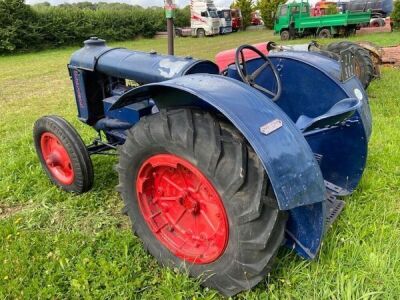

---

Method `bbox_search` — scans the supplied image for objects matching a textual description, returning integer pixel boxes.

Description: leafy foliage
[231,0,253,30]
[0,0,190,54]
[257,0,285,28]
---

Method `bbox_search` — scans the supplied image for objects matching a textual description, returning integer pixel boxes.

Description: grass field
[0,31,400,299]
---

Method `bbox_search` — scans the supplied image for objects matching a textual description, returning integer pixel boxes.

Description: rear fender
[111,74,326,210]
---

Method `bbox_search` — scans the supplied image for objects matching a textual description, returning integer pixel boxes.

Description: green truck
[274,1,371,40]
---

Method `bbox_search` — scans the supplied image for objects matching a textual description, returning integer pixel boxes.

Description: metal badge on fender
[260,119,283,135]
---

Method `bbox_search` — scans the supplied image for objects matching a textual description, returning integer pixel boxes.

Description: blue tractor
[34,38,371,295]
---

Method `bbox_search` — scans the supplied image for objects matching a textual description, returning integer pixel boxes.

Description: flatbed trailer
[274,2,371,40]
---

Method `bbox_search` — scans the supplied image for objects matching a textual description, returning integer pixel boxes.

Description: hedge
[0,0,190,53]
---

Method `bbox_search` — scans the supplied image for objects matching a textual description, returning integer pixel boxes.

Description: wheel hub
[40,132,75,185]
[136,154,229,264]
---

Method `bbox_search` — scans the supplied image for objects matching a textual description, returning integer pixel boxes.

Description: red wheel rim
[40,132,75,185]
[136,154,229,264]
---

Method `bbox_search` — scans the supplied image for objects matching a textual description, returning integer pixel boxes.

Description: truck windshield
[208,9,218,18]
[218,10,231,21]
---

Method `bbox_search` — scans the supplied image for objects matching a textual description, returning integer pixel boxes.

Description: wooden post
[164,0,176,55]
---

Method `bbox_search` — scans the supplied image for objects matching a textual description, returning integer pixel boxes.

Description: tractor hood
[69,37,219,84]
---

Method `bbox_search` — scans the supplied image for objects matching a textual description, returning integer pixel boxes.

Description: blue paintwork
[69,41,371,258]
[111,74,325,210]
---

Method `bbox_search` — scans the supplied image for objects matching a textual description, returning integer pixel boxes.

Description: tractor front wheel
[117,109,287,296]
[33,116,93,194]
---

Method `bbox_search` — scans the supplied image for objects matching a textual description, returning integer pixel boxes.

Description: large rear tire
[117,109,287,296]
[318,28,332,39]
[327,41,375,89]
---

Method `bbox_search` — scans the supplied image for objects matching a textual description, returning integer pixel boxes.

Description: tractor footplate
[325,194,345,230]
[324,180,350,196]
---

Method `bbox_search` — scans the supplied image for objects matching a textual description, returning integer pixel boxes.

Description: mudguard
[111,74,326,210]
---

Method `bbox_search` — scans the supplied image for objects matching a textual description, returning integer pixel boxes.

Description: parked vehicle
[218,9,232,34]
[311,1,338,17]
[231,8,242,32]
[175,0,220,38]
[274,2,371,40]
[190,0,220,37]
[33,38,372,296]
[338,0,393,18]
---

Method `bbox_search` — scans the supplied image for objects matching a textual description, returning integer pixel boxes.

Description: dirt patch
[382,45,400,67]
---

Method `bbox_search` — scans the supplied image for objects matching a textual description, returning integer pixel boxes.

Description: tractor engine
[68,37,219,137]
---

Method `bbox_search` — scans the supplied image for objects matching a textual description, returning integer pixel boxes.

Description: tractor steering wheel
[235,45,282,101]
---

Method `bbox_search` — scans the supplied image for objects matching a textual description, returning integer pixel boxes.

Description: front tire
[327,41,375,89]
[33,116,94,194]
[117,109,287,296]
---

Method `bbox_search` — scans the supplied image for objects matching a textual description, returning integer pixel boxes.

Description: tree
[231,0,253,30]
[390,0,400,29]
[0,0,40,53]
[257,0,286,28]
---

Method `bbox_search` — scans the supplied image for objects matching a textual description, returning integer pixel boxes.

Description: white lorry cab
[218,9,232,34]
[190,0,220,37]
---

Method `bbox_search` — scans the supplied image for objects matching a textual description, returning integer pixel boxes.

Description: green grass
[0,31,400,299]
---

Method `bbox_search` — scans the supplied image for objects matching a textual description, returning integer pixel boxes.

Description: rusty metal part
[356,41,383,78]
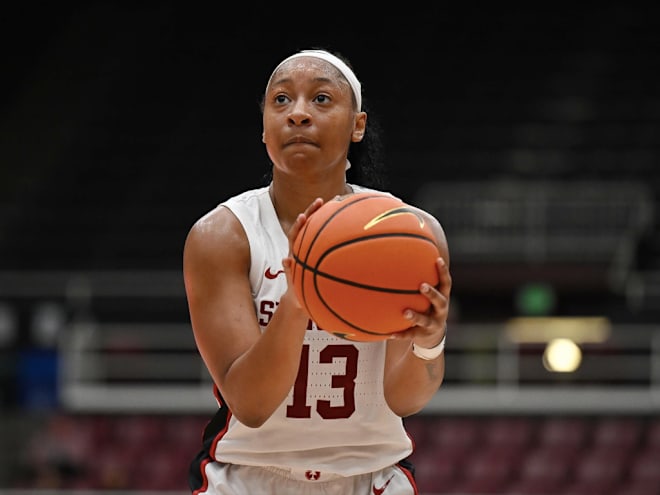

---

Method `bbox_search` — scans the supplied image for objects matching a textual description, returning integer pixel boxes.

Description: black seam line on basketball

What to produce » Rewrite the material above, changing "integer pixel boxes" to "whole-number pixel boxes" wherever it occurs and keeping everything else the same. Leave the pictures out.

Completed task »
---

Method `bbox_search` — scans the supplied image for objects matching a textual description, returning whole-number pixel boxes.

Description: leafy foliage
[231,0,253,30]
[0,0,190,54]
[257,0,285,28]
---

Method `bbox_search` — scans the supplied image for objects matching a textual description, returning whole-number pixel boxes.

Description: grass field
[0,31,400,299]
---

Method `bbox_search` — scans the supplied image for objects matching a textual description, returning whole-number pixel boxes.

Description: rear fender
[111,74,326,210]
---

Method `bbox_search` — scans the supplied image for objects matching a textual description, returning whole-number pixel boxes.

Description: green truck
[274,1,371,40]
---

Method `bbox_search` — scans the supplied image for objects matching a textual description, returning whole-number pixel boxes.

Description: metal badge on fender
[260,119,283,135]
---

Method `bbox_search` — scans the supplied image for objects matching a textual description, returning whole-number pixel boxes.

Description: blue tractor
[34,38,371,295]
---

Method `bbox_search` — scans the supplied image for objects matching a textual description, returning whole-number pixel boxes.

Description: flatbed trailer
[274,2,371,40]
---

Method `bbox_search` — scans the supplied image for objects matching a textual description, returning whole-number pixel boxes.

Description: hedge
[0,0,190,53]
---

Method `bbox_search` — scans the supplied image for objects matching a textual description, returning whole-number pixel boxes.

Description: wheel hub
[40,132,75,185]
[136,154,229,264]
---

Method `bbox_search` — scans the supplied image for objects matching a textual description, returning whole-number pixel boxes.

Description: red wheel rim
[40,132,75,185]
[136,154,229,264]
---

Method `bbox_search` — scans the supplied image for objects matching a textual description, returning whole-number pixel boxes.

Description: truck windshield
[208,9,218,18]
[218,10,231,21]
---

Method `bbox_search` — scans the supplied image for objects matching a textual description, returning whole-number pixel boxes.

Description: wooden post
[164,0,176,55]
---

Method `bbox_search` — scans the supplied image for objects matching a textual description, returning whole-number pixel boxes.

Description: tractor hood
[69,37,219,84]
---

Method `bbox_search` — scans the supplied image for objects matching a textual description, returning whole-number pixel boxes.

Description: blue paintwork
[69,41,371,258]
[111,74,325,210]
---

Method `bbox_search` — scans the supplied image for objects matching a textual description, returning whole-number pixel boxes.

Description: tractor front wheel
[117,109,287,296]
[33,116,93,194]
---

Method `bbox_search` — scans the supplied image for objects matching a textual description, returning whole-number pixel boxes.

Description: large rear tire
[117,109,287,296]
[318,28,332,39]
[327,41,375,89]
---

Method `bbox_search` — scans the supplied image for objects matching a textual description, returning whole-number pixel boxes.

Description: tractor footplate
[325,194,345,230]
[324,180,350,196]
---

Method `bbox_search` — scans the supplied image for objects matching a textual description, returning whole-number pixel boxes.

Description: mudguard
[111,74,326,210]
---

Method `bbox_search` — scans the supplied image for objects matching a textual description, returning whole-number pixel boxes.

Description: parked vehicle
[218,9,232,34]
[311,1,338,17]
[231,8,242,32]
[175,0,220,38]
[274,2,371,40]
[190,0,220,37]
[33,38,372,296]
[338,0,393,18]
---

Method `bbox_search` — scans the supplied image for objects matching a textual description, returning whole-number pixel boxes.

Description: dirt patch
[382,45,400,67]
---

Method `bbox_search` — scans the supplied image for objects matching a textual description, returning whole-number pixel boxes.

Description: tractor engine
[68,37,219,137]
---

Method `bbox_search` — scans the supplied image for objects matching a textual description, returning whole-number pixel boxes.

Description: tractor steering wheel
[235,45,282,101]
---

Method `bbox_search` — scans the supplied image for objects matching a textual description, returning whole-number pixel boxes.

Description: front tire
[327,41,375,89]
[33,116,94,194]
[117,109,287,296]
---

Method `bbox_search` — scans the supplied image for objects matching a textual description, returning whole-number pixel boxes.

Description: tree
[231,0,253,30]
[390,0,400,29]
[0,0,40,53]
[257,0,286,28]
---

Method `bbox_search` — scans the supplied image for objects matching a textual description, returning whole-number pixel boxes.

Description: white lorry cab
[218,9,232,34]
[190,0,220,37]
---

Method `bbox_search` — scans the supplied image for objects matching a textual description, returning whole-number pixel boxes.

Description: green grass
[0,31,400,299]
---

Method `bbox_search` — scans the supplied image for objects matching a textual description, returning whole-number pixel boxes.

Description: rusty metal part
[356,41,383,78]

---

Method `bbox_search` — scans the supplied image for objects matching a textual description, returning whole-number pixel boxes.

Description: black seam line on basketball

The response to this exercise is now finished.